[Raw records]
____

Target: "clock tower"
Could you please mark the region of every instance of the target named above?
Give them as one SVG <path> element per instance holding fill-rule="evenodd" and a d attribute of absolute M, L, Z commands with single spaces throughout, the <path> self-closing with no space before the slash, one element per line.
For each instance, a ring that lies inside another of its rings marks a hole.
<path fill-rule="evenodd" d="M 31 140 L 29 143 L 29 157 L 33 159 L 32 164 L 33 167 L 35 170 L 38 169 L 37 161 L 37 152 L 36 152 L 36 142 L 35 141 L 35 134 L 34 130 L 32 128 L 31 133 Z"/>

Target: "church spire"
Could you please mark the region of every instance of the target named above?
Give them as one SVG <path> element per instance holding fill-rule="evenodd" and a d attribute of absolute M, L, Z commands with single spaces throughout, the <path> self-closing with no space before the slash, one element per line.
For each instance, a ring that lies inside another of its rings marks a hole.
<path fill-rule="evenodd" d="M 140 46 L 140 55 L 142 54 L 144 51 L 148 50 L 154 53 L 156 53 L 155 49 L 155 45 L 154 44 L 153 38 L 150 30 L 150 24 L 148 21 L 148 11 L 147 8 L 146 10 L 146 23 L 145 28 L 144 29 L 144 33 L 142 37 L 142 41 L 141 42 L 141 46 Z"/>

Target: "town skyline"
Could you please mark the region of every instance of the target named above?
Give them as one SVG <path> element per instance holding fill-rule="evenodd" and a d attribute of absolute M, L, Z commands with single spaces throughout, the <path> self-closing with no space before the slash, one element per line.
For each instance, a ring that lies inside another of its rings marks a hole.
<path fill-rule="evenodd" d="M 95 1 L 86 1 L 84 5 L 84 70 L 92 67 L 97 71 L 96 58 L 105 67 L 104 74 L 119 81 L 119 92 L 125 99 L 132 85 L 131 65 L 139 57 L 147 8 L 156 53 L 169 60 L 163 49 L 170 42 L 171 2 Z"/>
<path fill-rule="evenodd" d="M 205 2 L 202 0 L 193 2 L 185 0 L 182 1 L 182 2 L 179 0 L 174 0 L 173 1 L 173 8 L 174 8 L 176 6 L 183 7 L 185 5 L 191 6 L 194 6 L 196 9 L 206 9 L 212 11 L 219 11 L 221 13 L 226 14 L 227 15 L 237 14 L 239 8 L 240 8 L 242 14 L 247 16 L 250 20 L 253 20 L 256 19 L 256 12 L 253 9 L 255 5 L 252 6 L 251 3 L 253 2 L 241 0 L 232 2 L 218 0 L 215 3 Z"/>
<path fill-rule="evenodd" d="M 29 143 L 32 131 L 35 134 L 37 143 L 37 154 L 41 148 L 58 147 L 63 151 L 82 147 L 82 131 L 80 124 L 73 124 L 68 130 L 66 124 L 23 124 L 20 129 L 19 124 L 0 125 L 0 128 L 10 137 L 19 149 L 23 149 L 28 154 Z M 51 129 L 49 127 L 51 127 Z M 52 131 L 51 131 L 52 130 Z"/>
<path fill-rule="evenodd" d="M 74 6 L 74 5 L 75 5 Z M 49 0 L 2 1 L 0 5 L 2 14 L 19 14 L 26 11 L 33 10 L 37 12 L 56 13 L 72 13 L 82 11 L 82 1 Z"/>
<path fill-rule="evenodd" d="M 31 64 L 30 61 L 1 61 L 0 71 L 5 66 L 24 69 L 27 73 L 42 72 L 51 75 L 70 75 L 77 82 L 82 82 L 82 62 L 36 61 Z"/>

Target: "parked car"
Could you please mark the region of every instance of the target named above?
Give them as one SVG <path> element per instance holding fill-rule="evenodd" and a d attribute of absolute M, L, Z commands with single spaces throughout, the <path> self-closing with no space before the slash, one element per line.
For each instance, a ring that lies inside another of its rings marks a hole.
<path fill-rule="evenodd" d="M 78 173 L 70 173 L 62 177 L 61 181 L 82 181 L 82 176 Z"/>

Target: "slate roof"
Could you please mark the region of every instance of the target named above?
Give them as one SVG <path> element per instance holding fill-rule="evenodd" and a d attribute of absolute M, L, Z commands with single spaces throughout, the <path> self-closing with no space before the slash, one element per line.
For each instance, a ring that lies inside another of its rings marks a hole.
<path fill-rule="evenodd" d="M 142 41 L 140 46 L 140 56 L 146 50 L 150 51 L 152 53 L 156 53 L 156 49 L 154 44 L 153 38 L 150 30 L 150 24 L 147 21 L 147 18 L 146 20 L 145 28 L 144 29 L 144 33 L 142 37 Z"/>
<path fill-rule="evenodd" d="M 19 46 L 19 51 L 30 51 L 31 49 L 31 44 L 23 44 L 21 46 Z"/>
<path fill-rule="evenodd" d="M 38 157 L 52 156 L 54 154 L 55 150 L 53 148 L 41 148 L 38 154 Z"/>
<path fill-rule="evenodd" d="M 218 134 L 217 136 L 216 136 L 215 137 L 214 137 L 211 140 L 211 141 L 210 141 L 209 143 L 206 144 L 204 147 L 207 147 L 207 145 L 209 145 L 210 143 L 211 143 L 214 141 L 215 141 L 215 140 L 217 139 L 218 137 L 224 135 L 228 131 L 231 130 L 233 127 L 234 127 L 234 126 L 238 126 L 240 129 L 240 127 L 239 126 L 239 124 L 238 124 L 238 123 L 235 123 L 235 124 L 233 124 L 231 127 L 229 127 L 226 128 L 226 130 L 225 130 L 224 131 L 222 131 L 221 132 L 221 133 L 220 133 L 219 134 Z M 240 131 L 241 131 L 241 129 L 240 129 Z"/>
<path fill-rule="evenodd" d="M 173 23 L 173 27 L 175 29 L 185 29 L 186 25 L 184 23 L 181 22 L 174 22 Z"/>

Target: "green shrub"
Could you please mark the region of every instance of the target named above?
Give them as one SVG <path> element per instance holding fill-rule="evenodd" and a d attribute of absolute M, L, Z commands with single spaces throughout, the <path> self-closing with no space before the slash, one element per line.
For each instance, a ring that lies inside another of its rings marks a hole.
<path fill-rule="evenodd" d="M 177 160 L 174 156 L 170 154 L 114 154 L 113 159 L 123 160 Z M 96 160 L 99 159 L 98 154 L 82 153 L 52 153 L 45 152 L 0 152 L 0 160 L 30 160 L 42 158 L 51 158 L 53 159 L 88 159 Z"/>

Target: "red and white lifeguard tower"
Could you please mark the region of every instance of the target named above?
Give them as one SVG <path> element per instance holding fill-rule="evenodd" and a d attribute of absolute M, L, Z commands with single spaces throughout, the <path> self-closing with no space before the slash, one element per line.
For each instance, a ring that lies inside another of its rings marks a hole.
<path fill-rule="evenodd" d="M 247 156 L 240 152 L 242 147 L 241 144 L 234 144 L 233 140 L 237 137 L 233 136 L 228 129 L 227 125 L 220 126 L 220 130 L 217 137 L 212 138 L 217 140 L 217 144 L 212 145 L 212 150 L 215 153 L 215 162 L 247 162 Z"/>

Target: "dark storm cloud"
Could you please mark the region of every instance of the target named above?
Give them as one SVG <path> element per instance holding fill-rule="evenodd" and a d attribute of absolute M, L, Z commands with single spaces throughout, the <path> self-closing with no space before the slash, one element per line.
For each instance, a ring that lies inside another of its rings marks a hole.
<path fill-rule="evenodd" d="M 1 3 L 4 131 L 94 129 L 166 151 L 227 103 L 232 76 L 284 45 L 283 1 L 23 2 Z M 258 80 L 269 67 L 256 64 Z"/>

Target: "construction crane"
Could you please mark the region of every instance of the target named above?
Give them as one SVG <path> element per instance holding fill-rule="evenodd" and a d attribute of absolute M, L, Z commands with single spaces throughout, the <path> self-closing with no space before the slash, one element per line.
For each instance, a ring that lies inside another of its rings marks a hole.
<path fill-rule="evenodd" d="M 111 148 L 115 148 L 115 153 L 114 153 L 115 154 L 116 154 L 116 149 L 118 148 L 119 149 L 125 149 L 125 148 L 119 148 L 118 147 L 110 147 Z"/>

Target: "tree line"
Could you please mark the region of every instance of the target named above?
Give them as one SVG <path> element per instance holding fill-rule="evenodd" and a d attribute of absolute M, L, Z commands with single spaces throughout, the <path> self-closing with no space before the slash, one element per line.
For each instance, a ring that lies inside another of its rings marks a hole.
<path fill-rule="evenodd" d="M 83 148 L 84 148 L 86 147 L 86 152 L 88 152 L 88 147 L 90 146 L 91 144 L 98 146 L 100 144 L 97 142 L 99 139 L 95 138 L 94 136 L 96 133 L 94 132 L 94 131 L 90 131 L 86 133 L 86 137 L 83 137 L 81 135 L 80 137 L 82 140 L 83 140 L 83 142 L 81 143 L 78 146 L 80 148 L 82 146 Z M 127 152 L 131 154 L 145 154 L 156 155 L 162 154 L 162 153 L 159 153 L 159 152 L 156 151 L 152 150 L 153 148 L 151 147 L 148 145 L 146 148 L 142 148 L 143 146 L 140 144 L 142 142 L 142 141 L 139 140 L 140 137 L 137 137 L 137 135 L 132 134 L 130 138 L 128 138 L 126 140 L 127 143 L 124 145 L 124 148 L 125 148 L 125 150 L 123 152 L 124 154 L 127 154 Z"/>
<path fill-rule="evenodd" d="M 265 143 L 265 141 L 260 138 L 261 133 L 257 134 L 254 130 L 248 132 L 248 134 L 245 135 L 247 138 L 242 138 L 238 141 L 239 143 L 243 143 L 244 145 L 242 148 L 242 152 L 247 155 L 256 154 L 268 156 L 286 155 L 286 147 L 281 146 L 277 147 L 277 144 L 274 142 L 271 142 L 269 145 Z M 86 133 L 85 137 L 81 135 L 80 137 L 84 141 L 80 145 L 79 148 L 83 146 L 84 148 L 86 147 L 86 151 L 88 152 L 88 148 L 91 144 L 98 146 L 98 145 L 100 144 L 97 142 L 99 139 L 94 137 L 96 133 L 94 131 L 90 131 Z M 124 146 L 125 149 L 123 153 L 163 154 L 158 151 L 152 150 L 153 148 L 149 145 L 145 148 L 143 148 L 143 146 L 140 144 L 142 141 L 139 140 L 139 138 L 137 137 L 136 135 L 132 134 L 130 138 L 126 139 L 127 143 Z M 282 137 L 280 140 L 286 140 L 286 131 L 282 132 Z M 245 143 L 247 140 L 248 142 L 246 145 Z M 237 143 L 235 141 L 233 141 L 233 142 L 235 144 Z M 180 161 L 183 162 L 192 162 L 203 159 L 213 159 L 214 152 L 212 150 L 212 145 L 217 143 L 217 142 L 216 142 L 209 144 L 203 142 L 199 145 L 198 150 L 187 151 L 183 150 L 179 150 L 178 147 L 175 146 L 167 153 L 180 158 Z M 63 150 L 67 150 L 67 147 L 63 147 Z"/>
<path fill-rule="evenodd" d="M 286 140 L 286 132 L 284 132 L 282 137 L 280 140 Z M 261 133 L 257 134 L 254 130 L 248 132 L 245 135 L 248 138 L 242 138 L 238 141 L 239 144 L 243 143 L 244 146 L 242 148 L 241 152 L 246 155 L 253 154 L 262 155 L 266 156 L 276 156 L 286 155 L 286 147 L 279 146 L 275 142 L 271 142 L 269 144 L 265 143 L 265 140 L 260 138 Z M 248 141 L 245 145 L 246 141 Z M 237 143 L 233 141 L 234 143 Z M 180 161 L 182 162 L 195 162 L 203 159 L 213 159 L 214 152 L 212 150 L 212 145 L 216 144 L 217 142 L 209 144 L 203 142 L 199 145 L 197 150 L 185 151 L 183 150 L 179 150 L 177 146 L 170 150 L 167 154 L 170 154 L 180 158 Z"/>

____

Please output the entries as a JSON list of strings, one string per line and blank lines omitted. Begin with the first line of the entries and stop after the line that contains "46 L 140 55", including both of those lines.

[
  "Target: \"clock tower\"",
  "Could you please mark the region of every instance of the target named above?",
  "Give them as one SVG <path> element per instance holding fill-rule=\"evenodd\" and a d attribute of absolute M, L, Z commands with single spaces throughout, the <path> self-closing with no space before the slash, one element per line.",
  "For each instance, a ring that lies inside another of its rings marks a hole.",
  "<path fill-rule=\"evenodd\" d=\"M 31 140 L 29 143 L 29 157 L 33 159 L 32 164 L 33 167 L 35 170 L 38 169 L 37 161 L 37 152 L 36 152 L 36 142 L 35 141 L 35 134 L 34 130 L 32 128 L 31 133 Z\"/>",
  "Target: \"church spire\"",
  "Could you please mark the region of every instance of the target named above?",
  "Give them as one SVG <path> element per instance holding fill-rule=\"evenodd\" and a d attribute of absolute M, L, Z commands with single spaces throughout, the <path> self-closing with no space before the slash, one element per line.",
  "For each instance, a ring that lies inside another of its rings marks a hole.",
  "<path fill-rule=\"evenodd\" d=\"M 140 46 L 140 55 L 142 54 L 144 51 L 148 50 L 154 53 L 156 53 L 155 49 L 155 45 L 154 44 L 153 38 L 150 30 L 150 24 L 148 21 L 148 11 L 147 8 L 146 10 L 146 23 L 145 28 L 144 29 L 144 33 L 142 37 L 142 41 L 141 42 L 141 46 Z\"/>"
]